◆ Exercise ◆
Copy the records verbatim, from the line containing "of the balcony" through the line containing "[[841, 123]]", including both of those lines.

◆ Listing ◆
***

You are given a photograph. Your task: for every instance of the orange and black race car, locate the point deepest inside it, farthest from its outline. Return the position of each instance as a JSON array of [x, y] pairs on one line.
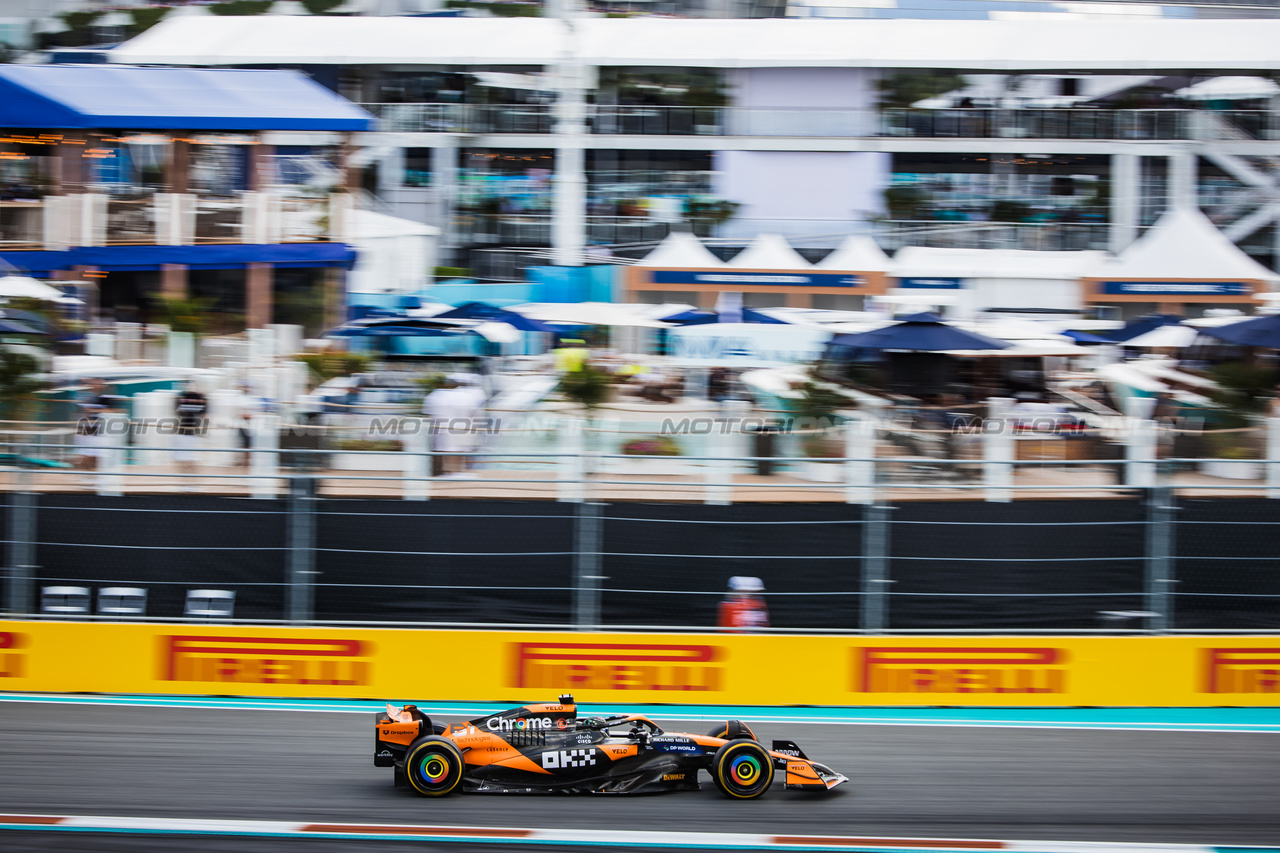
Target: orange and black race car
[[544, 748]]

***

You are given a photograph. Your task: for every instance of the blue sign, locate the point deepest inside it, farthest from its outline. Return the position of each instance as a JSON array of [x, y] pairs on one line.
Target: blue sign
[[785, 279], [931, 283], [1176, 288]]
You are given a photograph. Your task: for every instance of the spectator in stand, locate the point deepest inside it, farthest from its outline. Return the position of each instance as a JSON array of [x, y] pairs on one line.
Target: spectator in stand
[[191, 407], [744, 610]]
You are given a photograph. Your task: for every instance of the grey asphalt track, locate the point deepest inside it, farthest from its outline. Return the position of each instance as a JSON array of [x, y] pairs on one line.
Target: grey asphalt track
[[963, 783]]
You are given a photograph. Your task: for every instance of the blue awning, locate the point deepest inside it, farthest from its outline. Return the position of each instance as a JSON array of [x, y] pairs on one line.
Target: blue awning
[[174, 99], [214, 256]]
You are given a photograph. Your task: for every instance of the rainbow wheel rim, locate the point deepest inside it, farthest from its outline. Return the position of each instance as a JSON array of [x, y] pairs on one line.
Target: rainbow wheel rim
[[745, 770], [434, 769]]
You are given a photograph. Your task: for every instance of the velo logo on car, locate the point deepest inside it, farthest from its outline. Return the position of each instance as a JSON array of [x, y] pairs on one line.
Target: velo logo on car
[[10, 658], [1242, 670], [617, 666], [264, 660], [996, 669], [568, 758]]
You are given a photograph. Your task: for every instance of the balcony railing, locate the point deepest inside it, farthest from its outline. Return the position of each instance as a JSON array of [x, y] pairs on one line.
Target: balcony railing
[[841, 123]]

***

◆ Response ◆
You are given a photograph. Your task: for every instance of the balcony railing, locate the point deepest inside it, farthest from its outline. Return the position of each instance as a JSON array of [x, y] pairs on one line.
Target: balcony railing
[[841, 123]]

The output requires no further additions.